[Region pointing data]
[Start of section]

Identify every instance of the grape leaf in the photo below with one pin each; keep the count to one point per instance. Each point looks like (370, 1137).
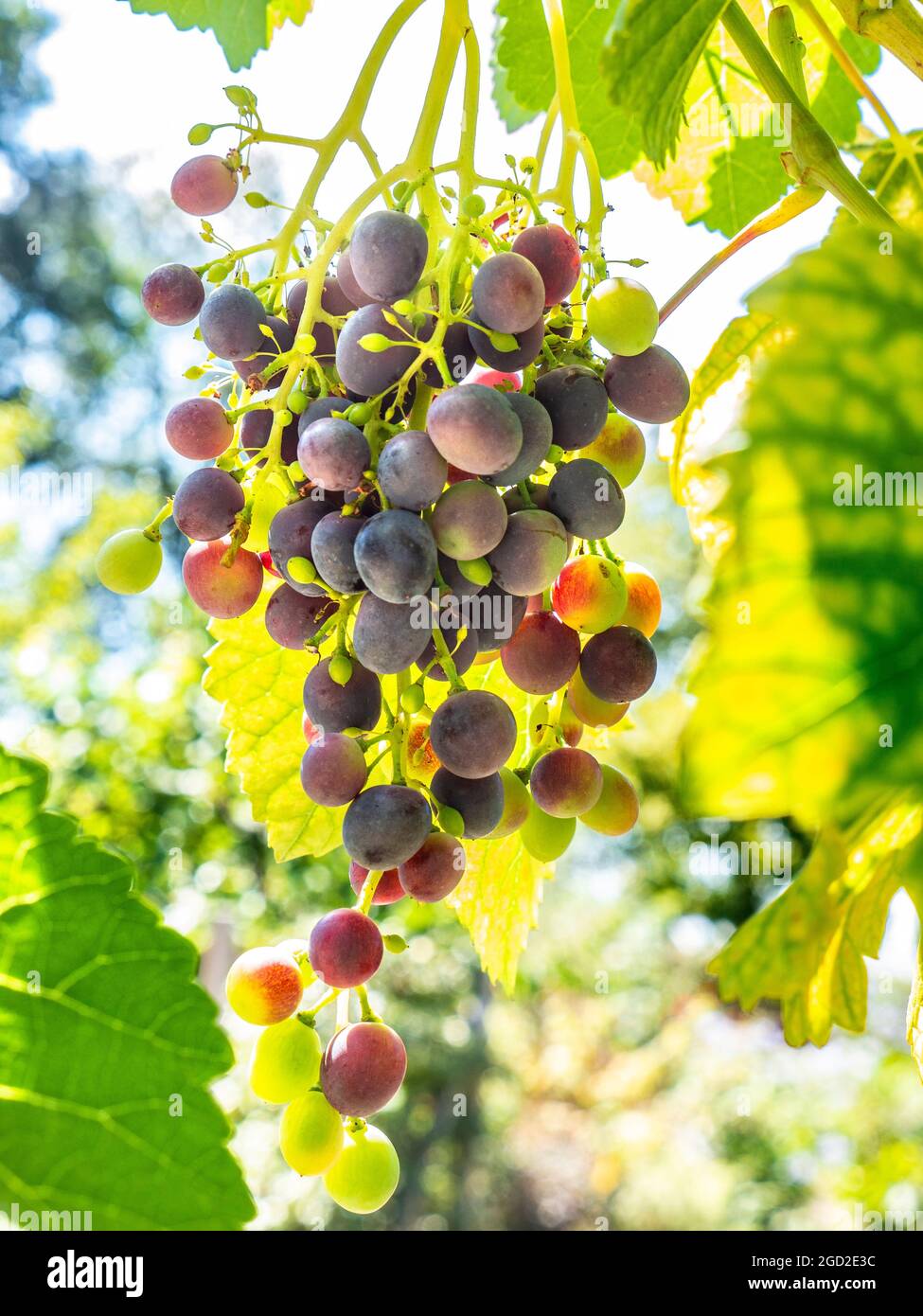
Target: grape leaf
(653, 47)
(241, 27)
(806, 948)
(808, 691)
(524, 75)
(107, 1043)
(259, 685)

[End of section]
[Start of section]

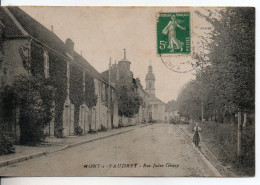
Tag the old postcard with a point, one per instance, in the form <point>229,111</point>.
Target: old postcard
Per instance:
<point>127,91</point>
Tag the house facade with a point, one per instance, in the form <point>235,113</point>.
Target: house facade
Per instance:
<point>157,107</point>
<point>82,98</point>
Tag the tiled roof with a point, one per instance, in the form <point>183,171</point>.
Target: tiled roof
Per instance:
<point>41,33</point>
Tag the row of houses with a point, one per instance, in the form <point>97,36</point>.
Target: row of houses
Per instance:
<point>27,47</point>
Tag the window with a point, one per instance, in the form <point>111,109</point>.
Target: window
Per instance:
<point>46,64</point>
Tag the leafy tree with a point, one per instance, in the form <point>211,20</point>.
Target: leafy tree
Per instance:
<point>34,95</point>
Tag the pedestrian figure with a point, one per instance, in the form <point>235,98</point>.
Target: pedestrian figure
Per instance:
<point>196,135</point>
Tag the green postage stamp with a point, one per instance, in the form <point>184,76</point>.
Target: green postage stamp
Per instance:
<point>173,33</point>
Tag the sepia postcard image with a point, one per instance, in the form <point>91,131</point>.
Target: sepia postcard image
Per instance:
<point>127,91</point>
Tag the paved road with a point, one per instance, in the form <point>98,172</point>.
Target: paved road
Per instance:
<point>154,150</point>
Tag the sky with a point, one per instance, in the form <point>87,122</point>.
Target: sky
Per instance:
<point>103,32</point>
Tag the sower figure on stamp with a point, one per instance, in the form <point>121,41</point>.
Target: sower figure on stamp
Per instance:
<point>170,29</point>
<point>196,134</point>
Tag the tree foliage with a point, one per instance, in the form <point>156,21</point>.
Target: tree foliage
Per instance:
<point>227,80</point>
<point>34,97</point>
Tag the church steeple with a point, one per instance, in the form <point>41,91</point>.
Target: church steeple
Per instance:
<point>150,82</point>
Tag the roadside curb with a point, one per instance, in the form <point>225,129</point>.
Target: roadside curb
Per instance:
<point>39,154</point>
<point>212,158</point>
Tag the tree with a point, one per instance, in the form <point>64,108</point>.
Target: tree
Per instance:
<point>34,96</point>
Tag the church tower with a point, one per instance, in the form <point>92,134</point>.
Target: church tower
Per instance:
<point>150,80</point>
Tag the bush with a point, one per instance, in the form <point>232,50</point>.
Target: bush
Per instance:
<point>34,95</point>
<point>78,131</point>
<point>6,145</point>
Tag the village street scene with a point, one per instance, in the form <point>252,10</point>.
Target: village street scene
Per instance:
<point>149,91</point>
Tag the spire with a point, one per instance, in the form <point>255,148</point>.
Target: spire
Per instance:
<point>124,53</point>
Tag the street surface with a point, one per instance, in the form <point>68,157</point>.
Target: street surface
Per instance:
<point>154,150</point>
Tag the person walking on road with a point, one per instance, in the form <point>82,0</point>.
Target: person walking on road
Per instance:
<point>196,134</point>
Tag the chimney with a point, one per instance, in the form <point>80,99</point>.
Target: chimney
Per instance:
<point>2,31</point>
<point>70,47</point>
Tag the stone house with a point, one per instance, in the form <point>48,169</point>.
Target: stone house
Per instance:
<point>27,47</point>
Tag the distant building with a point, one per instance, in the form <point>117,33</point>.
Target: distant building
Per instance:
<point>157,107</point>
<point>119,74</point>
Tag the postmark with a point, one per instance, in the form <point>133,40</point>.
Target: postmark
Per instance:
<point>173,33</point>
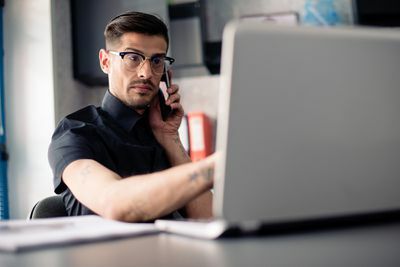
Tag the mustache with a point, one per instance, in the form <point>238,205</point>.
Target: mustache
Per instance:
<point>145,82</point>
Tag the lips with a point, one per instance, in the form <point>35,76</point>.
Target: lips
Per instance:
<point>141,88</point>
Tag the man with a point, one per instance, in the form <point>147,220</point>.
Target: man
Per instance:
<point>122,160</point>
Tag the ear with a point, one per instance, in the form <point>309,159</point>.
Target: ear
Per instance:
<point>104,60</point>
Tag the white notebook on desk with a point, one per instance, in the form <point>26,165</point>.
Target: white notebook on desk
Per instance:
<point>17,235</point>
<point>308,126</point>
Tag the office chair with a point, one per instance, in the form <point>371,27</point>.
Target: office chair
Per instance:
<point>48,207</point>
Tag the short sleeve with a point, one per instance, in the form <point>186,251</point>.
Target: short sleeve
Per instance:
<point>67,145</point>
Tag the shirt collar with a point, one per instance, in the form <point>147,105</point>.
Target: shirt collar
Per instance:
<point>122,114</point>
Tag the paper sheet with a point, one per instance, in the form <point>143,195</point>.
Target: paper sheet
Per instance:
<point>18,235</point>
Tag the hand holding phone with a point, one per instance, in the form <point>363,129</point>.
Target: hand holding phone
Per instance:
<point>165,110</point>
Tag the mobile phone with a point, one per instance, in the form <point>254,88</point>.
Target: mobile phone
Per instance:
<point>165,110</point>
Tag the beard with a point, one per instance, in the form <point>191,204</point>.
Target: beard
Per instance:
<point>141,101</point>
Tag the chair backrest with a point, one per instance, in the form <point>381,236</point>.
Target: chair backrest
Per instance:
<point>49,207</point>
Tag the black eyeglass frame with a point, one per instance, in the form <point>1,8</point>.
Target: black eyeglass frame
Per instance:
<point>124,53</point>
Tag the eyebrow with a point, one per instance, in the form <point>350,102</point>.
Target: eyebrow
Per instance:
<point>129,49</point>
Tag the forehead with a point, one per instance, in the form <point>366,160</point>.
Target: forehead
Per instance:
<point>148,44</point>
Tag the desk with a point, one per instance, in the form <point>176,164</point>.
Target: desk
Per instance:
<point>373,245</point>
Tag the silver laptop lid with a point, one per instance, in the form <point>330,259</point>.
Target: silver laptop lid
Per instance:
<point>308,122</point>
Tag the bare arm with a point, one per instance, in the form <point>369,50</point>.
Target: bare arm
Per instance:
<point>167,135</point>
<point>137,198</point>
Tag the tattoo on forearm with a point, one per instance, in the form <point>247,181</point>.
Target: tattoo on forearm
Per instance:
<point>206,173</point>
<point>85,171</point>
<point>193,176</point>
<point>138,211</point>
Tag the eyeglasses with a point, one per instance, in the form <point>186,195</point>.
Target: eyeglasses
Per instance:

[End of section]

◆ Aim of the exercise ◆
Your answer should be one number: the count of lines in the records above that contain "chair".

◆ Answer for this exercise ◆
4